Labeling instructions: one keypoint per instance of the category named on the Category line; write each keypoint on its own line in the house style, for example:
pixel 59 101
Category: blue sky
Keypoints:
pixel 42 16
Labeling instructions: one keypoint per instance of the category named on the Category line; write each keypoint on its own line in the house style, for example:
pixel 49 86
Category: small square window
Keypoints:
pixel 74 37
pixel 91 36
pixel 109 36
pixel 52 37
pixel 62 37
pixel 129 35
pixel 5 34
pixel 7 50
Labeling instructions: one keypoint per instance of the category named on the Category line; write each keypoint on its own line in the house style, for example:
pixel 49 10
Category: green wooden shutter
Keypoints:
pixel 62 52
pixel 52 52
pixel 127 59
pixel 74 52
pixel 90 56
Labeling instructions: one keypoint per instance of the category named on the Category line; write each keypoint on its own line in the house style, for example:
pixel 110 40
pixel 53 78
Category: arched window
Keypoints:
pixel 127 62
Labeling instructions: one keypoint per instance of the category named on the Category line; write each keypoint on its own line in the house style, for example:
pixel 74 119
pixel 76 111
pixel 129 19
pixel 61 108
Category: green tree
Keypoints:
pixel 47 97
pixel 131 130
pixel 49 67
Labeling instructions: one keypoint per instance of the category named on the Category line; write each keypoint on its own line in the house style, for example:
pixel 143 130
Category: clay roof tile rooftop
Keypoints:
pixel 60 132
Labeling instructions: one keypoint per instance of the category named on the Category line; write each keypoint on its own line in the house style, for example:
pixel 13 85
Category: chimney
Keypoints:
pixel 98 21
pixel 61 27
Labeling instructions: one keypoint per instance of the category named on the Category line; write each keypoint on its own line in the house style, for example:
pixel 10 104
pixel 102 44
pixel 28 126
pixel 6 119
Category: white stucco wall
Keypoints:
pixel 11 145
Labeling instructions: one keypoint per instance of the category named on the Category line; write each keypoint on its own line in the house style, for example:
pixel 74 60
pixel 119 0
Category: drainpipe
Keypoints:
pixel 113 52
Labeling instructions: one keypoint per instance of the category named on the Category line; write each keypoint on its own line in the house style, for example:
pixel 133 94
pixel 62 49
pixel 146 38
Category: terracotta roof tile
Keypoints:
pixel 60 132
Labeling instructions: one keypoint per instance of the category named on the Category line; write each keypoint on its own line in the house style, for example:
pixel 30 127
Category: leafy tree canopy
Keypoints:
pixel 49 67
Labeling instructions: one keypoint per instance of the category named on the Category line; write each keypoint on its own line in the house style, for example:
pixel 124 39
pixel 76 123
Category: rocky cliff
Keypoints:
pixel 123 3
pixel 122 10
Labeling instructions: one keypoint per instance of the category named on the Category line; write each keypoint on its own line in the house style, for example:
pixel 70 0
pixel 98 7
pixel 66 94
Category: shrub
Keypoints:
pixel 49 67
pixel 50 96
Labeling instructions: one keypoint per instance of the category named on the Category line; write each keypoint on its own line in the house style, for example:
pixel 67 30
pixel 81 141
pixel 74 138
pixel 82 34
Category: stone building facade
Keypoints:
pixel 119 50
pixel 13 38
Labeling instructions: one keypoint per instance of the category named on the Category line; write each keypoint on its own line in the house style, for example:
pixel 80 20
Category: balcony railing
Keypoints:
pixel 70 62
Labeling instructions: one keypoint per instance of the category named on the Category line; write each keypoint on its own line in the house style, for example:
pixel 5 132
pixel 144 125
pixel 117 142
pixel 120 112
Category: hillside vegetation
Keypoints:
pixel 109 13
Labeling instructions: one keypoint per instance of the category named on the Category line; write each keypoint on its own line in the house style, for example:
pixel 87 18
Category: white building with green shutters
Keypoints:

-----

EXERCISE:
After reading the data above, return it verbatim in full.

EXERCISE OUTPUT:
Labeling instructions: one keypoint per instance of the category named on the Category line; write each keypoint on its own line in the house style, for example:
pixel 59 101
Category: blue sky
Keypoints:
pixel 42 16
Labeling instructions: one keypoint per instance of the category named on the Category line; write each keypoint on its own line in the house style, for example:
pixel 49 86
Category: small square window
Keypoints:
pixel 74 37
pixel 91 36
pixel 109 36
pixel 52 37
pixel 62 37
pixel 129 35
pixel 5 34
pixel 7 50
Labeling instructions: one keypoint per instance of the category named on the Category line; write each keypoint on its own line in the house style, for example:
pixel 49 10
Category: green wooden shutter
Keypoints:
pixel 62 52
pixel 52 52
pixel 127 59
pixel 74 52
pixel 90 56
Labeling instructions: one keypoint per instance of the category named on the Category line; write each keypoint on its own line in the house style, for example:
pixel 110 40
pixel 53 78
Category: arched window
Keypoints:
pixel 127 62
Labeling instructions: one keypoint per instance of the category named on the Category line; write each keypoint on its own line in the house style, for example:
pixel 74 119
pixel 76 111
pixel 129 19
pixel 61 108
Category: green tree
Keypoints:
pixel 47 97
pixel 131 130
pixel 49 67
Labeling instructions: one keypoint per instance of the category named on the Category line; write each keypoint on its own line in the house style, for example:
pixel 143 130
Category: clay roof tile rooftop
Keypoints:
pixel 60 132
Labeling instructions: one keypoint per instance of the category named on the Category line; write each keypoint on its own line in the house style, for example:
pixel 13 85
Category: chimney
Keypoints:
pixel 98 21
pixel 61 27
Labeling instructions: one keypoint per instance of the category named on the Category line; write each keypoint on its own line in the house style, for example:
pixel 10 104
pixel 102 44
pixel 28 126
pixel 6 119
Category: white stucco wall
Keypoints:
pixel 11 145
Labeling instructions: one keypoint per instance of the category named on the Category line; write each keypoint on its own line in the house style, for example:
pixel 74 60
pixel 119 0
Category: drainpipe
Keypoints:
pixel 113 52
Labeling instructions: one keypoint per instance of the category named on the Category line; write each keypoint on its own line in the house style, for example:
pixel 133 94
pixel 62 49
pixel 146 38
Category: terracotta roof tile
Keypoints:
pixel 60 132
Labeling instructions: one keypoint per instance of the category named on the Category line; write each keypoint on its own line in the house style, for example:
pixel 30 127
Category: leafy tree canopy
Keypoints:
pixel 49 67
Labeling instructions: one keypoint per instance of the category named on the Category line; write each keypoint on its own line in the house style, for example:
pixel 124 39
pixel 76 123
Category: rocky cliff
Keypoints:
pixel 123 3
pixel 122 10
Labeling instructions: one keypoint per instance of the category named on the Category line; write each keypoint on its own line in the house style, for example:
pixel 70 0
pixel 98 7
pixel 66 94
Category: shrub
Keypoints:
pixel 49 67
pixel 50 96
Labeling instructions: one keypoint per instance of the category named on the Category line; write each keypoint on its own line in the house style, for example:
pixel 67 30
pixel 81 141
pixel 74 138
pixel 82 34
Category: stone building facade
Keypoints:
pixel 119 50
pixel 13 38
Labeling instructions: one keypoint per instance of the category named on the Category line; write each keypoint on its own line in the house style, for example:
pixel 80 20
Category: balcony railing
Keypoints:
pixel 70 62
Labeling instructions: one keypoint per instance of the category named on the Category line; write each keypoint on its own line in the house style, for example:
pixel 5 132
pixel 144 125
pixel 117 142
pixel 120 112
Category: hillside vegetation
Keypoints:
pixel 109 13
Labeling instructions: one keypoint per instance of the category named on the Category line; write each keypoint on its own line in the house style, for example:
pixel 87 18
Category: white building with green shutters
Keypoints:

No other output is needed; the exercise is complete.